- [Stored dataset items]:
##########
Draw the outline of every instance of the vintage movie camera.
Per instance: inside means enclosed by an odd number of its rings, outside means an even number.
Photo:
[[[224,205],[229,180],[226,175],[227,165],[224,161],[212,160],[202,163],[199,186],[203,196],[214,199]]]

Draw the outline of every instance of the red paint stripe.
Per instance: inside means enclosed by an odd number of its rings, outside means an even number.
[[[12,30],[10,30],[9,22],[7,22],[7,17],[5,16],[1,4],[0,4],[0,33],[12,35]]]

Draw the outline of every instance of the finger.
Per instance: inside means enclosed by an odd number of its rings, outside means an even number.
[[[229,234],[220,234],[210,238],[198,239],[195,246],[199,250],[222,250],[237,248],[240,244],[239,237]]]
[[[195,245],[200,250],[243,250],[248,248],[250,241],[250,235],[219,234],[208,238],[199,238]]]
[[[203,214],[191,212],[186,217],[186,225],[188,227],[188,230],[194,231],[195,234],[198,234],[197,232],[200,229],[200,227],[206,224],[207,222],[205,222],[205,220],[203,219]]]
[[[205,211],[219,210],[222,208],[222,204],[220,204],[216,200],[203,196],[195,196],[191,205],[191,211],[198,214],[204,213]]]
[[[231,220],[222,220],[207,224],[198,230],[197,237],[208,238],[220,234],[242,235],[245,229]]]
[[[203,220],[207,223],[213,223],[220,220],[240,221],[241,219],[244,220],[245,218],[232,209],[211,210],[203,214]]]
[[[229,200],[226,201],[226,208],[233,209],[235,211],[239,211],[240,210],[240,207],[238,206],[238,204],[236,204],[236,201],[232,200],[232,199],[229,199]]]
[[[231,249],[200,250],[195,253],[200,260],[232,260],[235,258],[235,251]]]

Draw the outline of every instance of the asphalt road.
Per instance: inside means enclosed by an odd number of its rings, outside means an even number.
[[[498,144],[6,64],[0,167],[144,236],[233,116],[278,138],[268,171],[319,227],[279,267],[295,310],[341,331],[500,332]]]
##########
- [Required work]:
Extract each record, keeping it identical to the original.

- [Expected answer]:
Draw the outline of every instance of the vintage movie camera.
Per instance: inside means enclosed by an odd number of its rings, outside means an even number.
Photo:
[[[224,205],[229,180],[226,175],[227,165],[224,161],[212,160],[202,163],[199,186],[203,196],[214,199]]]

Draw the outline of every instance of the red paint stripe.
Per instance: inside means enclosed by an odd number of its rings, outside means an even number.
[[[12,30],[10,30],[9,22],[7,22],[7,17],[5,16],[1,4],[0,4],[0,33],[12,35]]]

Draw the outline of every instance of the finger.
Per instance: inside means enclosed by an odd number of its rings, outside means an even number.
[[[229,234],[220,234],[210,238],[198,239],[195,246],[199,250],[222,250],[237,248],[240,244],[239,237]]]
[[[195,245],[200,250],[243,250],[248,248],[250,241],[250,235],[219,234],[208,238],[199,238]]]
[[[203,214],[191,212],[186,217],[186,225],[188,227],[188,230],[194,231],[195,234],[198,234],[197,232],[200,229],[200,227],[206,224],[207,222],[205,222],[205,220],[203,219]]]
[[[205,211],[219,210],[222,208],[222,204],[220,204],[216,200],[203,196],[195,196],[191,205],[191,211],[198,214],[204,213]]]
[[[231,220],[222,220],[207,224],[198,230],[197,237],[208,238],[220,234],[242,235],[245,229]]]
[[[203,220],[207,223],[213,223],[220,220],[240,221],[241,219],[244,220],[245,218],[232,209],[211,210],[203,214]]]
[[[229,200],[226,201],[226,208],[233,209],[235,211],[239,211],[240,210],[240,207],[238,206],[238,204],[236,204],[236,201],[232,200],[232,199],[229,199]]]
[[[231,249],[200,250],[195,253],[200,260],[232,260],[235,258],[235,251]]]

Draw the outline of every instance of the asphalt road.
Per instance: inside means enclosed by an odd number of its rings, outside means an even number.
[[[498,144],[6,64],[0,167],[144,236],[233,116],[278,138],[268,171],[319,227],[279,267],[295,310],[341,331],[500,332]]]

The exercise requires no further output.